» **ARTICLE**:
----------------

Viabilité financière

À Zabid et Shibām, le programme a généré de l’emploi pour 571 ouvriers qualifiés et 1.389 ouvriers non qualifiés. Des parties de l’ancien souk ont été rénovées, avec le soutien de petits entrepreneurs. Le projet a permis de contrer l’exode de la ville historique via une approche bien calculée qui encourage la communauté à préserver son propre patrimoine.

En plus de bénéficier d’une aide technique, les propriétaires intéressés qui ne pouvaient auparavant pas prendre en charge la restauration de leurs logements sont maintenant en mesure de le faire grâce aux fonds octroyés via le projet (35 pour cent de subsides à Shibām et 50 pour cent à Zabid – avec un maximum de 60 pour cent pour les plus nécessiteux). Les contributions des résidents peuvent se faire en cash ou en nature, incluant la main-d’œuvre, et la sélection des projets à financer se base sur les besoins, le degré de dégâts matériels et la localisation au sein de la ville.

Quel est l’impact social du projet?

Grâce à son approche intégrée et participative, le projet a réuni des résidents, des petites entreprises locales, des dirigeants sociaux et religieux, et des autorités locales, qui sont tous impliqués dans le processus de réhabilitation urbaine. Les résidents locaux ont été activement impliqués dans le processus décisionnel, la planification, la mise en œuvre et le suivi des activités de développement. Le Forum de réhabilitation urbaine offre un espace où les résidents de la communauté et d’autres acteurs peuvent partager leurs opinions et où les dirigeants locaux peuvent établir un dialogue avec la communauté et développer une approche commune pour résoudre des problèmes affectant la ville et ses habitants de manière transparente. Une grande exposition sur la conservation urbaine s’est tenue à Zabid et des discussions publiques se sont tenues avec des acteurs clés.

----------------

» **TÂCHES À RÉALISER**:
A – Relevez chaque ligne qui contient la chaîne "headlight", en tenant compte de la casse.
B – Reprenez l'article sur la réhabilitation de Zabid et Shibām là où il s'interrompt, s'il vous plaît.
L'article et les lignes qui suivent proviennent de sources distinctes.

» **DONNÉES DE L'EXERCICE**:

----------------

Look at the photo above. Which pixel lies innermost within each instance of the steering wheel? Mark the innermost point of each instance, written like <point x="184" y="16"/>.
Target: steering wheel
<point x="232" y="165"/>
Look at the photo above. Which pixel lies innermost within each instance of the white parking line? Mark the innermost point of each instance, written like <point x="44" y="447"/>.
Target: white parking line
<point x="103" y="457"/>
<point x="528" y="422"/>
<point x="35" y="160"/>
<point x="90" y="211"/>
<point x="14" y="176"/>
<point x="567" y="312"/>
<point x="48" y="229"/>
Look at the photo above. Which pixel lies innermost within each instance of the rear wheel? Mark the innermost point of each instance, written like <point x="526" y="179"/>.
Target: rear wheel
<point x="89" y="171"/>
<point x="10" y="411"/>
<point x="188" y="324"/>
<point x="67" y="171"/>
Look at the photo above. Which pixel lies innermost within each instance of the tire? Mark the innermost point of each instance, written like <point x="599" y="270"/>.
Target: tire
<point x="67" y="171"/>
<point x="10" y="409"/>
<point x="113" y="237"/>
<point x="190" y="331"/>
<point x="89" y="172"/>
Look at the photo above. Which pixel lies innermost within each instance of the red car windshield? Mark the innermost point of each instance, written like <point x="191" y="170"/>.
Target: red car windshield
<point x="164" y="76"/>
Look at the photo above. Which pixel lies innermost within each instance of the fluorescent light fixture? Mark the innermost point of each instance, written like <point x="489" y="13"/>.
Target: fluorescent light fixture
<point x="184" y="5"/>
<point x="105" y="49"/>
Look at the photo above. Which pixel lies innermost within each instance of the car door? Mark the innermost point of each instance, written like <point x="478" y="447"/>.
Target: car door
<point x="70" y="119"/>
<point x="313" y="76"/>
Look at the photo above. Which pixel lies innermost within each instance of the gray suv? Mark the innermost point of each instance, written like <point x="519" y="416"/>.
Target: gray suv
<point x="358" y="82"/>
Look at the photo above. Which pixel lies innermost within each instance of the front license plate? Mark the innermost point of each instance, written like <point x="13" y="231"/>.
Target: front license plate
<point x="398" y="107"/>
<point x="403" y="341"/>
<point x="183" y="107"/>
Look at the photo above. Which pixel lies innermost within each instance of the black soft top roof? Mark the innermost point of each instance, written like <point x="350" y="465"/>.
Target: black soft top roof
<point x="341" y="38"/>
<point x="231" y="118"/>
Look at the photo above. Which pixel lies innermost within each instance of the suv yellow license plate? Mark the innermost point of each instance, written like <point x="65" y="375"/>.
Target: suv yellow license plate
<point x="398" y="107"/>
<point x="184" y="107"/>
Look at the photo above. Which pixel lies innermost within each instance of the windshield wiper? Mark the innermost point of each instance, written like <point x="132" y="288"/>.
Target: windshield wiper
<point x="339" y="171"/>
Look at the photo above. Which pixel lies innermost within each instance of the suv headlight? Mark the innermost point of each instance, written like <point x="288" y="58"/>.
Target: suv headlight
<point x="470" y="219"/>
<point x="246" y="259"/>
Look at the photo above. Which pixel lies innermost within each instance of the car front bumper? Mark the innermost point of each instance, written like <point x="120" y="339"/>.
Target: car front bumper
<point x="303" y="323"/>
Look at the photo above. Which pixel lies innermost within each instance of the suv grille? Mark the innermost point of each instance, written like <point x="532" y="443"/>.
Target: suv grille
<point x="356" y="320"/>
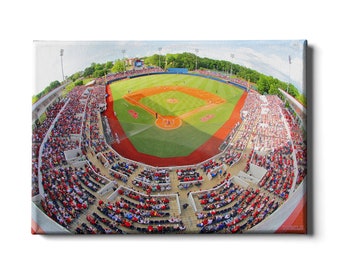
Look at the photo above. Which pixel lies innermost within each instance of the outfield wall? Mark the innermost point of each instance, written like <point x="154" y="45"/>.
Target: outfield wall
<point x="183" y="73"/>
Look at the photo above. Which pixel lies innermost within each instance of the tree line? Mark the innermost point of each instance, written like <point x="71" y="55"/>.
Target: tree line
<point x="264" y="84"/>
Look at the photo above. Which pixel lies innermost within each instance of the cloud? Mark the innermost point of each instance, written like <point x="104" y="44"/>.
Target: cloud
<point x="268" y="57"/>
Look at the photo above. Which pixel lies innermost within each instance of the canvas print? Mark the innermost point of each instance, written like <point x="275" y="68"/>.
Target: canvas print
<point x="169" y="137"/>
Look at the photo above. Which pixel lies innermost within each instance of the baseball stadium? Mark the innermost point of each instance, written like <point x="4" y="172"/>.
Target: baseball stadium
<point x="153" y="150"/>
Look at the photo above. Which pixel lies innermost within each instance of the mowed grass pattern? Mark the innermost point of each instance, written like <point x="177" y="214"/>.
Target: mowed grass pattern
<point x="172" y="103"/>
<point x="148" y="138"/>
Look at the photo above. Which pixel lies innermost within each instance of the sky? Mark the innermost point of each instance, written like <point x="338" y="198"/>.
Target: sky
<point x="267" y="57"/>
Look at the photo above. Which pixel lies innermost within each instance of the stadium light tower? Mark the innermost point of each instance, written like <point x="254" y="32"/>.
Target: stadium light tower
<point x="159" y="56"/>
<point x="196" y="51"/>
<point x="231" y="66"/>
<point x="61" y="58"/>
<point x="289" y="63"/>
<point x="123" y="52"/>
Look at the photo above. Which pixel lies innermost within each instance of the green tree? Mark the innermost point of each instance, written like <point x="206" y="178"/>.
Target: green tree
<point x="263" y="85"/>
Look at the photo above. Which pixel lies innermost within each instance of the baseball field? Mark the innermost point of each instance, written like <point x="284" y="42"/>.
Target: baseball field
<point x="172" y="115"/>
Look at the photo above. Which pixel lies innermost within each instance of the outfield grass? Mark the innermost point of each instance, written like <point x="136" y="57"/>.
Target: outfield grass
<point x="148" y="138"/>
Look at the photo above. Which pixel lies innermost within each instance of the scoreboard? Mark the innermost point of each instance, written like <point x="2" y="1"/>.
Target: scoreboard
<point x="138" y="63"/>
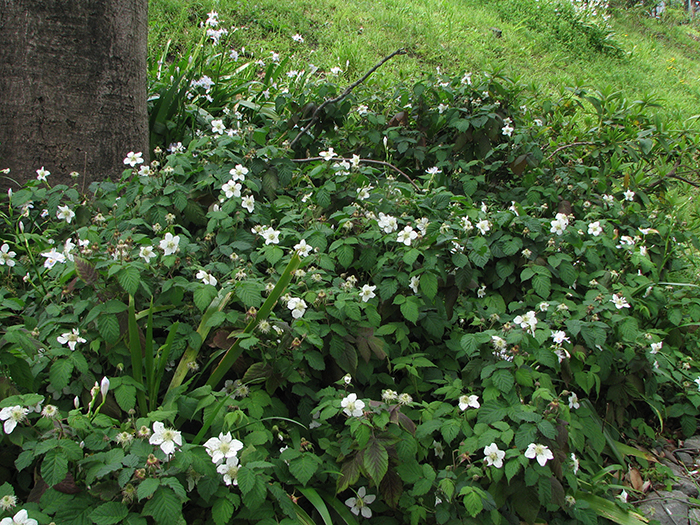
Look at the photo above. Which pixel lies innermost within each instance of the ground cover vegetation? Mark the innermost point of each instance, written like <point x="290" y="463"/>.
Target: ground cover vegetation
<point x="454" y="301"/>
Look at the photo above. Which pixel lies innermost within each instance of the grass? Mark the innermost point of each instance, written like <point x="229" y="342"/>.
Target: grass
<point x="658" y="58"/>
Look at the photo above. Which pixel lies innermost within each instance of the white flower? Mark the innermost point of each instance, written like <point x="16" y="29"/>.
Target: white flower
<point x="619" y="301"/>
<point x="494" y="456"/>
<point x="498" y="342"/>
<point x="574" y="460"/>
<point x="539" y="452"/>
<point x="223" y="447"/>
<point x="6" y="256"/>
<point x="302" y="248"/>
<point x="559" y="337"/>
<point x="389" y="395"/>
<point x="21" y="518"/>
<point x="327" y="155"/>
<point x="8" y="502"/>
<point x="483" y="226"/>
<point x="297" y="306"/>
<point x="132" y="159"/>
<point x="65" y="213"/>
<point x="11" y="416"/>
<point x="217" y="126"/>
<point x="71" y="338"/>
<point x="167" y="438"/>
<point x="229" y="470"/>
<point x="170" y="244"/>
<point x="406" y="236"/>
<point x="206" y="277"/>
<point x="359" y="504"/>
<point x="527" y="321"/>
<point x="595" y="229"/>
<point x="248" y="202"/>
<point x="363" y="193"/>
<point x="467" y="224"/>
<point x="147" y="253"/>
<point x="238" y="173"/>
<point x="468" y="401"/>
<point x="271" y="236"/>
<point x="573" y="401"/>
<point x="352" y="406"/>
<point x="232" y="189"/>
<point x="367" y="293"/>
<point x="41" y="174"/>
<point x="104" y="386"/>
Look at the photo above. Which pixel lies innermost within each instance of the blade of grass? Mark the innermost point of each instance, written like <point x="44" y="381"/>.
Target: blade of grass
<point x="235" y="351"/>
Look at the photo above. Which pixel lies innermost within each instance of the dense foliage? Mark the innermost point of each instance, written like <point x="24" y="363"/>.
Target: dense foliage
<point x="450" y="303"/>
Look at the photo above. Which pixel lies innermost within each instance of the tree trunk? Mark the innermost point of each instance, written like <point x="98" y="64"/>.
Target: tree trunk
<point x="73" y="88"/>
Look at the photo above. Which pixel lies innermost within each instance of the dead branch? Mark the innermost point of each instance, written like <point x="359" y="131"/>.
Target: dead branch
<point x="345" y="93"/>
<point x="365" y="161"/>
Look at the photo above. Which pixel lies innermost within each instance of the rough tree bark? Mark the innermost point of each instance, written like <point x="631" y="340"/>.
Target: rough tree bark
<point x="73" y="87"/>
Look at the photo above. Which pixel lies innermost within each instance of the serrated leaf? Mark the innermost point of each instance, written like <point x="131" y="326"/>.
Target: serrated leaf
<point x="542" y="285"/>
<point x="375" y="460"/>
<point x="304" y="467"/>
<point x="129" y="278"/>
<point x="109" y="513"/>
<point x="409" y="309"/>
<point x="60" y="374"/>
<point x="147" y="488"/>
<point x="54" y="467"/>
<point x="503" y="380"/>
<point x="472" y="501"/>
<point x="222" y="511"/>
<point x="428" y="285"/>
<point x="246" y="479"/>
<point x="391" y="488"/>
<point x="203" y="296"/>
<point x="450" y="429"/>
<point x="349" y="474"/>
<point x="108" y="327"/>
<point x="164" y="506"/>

----------------

» **RÉPONSES ATTENDUES**:
A –
Look at the photo above. Which pixel lies innermost within each instance of the suv headlight? Mark the innermost point of each instance, written like <point x="288" y="58"/>.
Target: suv headlight

B –
Le projet a cherché à lutter contre les inégalités sociales existantes, permettant aux femmes et aux jeunes de participer aux activités et aux processus décisionnels dont ils auraient été normalement exclus. Leur contribution a notamment permis la création de davantage d’espaces publics où les femmes peuvent se rendre avec leurs familles, et a permis de développer davantage d’opportunités pour les jeunes.

Des formations ont été fournies aux constructeurs et aux artisans sur les techniques traditionnelles de construction, et une association de maîtres bâtisseurs a été créée, où les jeunes bâtisseurs peuvent apprendre de l’expérience des maîtres bâtisseurs. Des cours supplémentaires en comptabilité, marketing, peinture, photographie, production de cuir, couture, orfèvrerie, artisanat et microfinance ont été fournis aux résidents, avec 723 femmes et 268 hommes formés via le programme. Le GIZ et l’UNESCO ont contribué au renforcement institutionnel et au renforcement des capacités de la GOPHCY et des autorités locales.

Nombre des bâtiments restaurés via le projet avaient été fortement détériorés et risquaient de s’effondrer. Le projet a non seulement garanti la préservation du patrimoine architectural mais a également créé des conditions de logement plus sûres pour les résidents.

Obstacles 

  • Un des principaux obstacles était l’opposition initiale de la communauté locale, notamment à Zabid, qui ne voyait pas les avantages de vivre sur un site inscrit au patrimoine mondial. Au contraire, ils voyaient la restriction relative aux constructions dans la ville comme une menace directe à la valeur des propriétés et un obstacle à leurs droits au développement. Ils ont d’abord rejeté les efforts en matière de conservation, demandant même à leurs politiciens de retirer Zabid de la liste du patrimoine mondial. Dès lors, certains dirigeants locaux hésitaient à collaborer avec le projet par crainte de perdre le soutien de leur électorat. Toutefois, dès que les locaux ont commencé à voir les avantages manifestes de la conservation, le projet a commencé à bénéficier de leur soutien.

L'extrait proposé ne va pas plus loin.